Given entries:
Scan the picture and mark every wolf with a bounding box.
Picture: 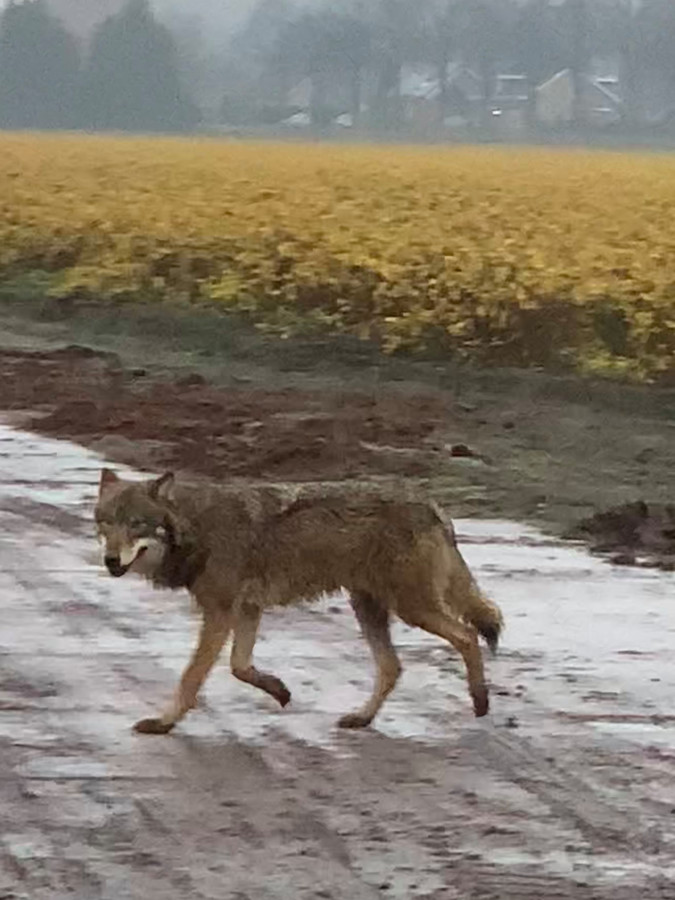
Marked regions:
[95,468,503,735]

* * *

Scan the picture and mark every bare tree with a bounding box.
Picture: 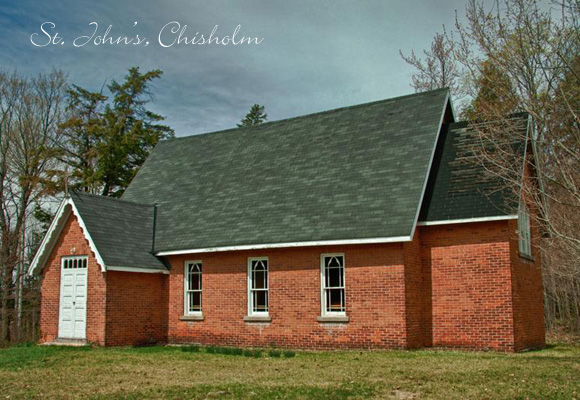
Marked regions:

...

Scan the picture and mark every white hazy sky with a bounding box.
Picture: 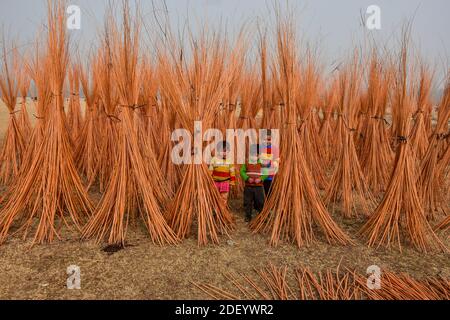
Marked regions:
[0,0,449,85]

Action item: Should a line in the material contain "with", copy it.

Written response:
Scan the picture and mark every wolf with a bounding box.
Scan the picture and mark every bare tree with a bounding box.
Scan the picture and mark every white hazy sky with a bounding box.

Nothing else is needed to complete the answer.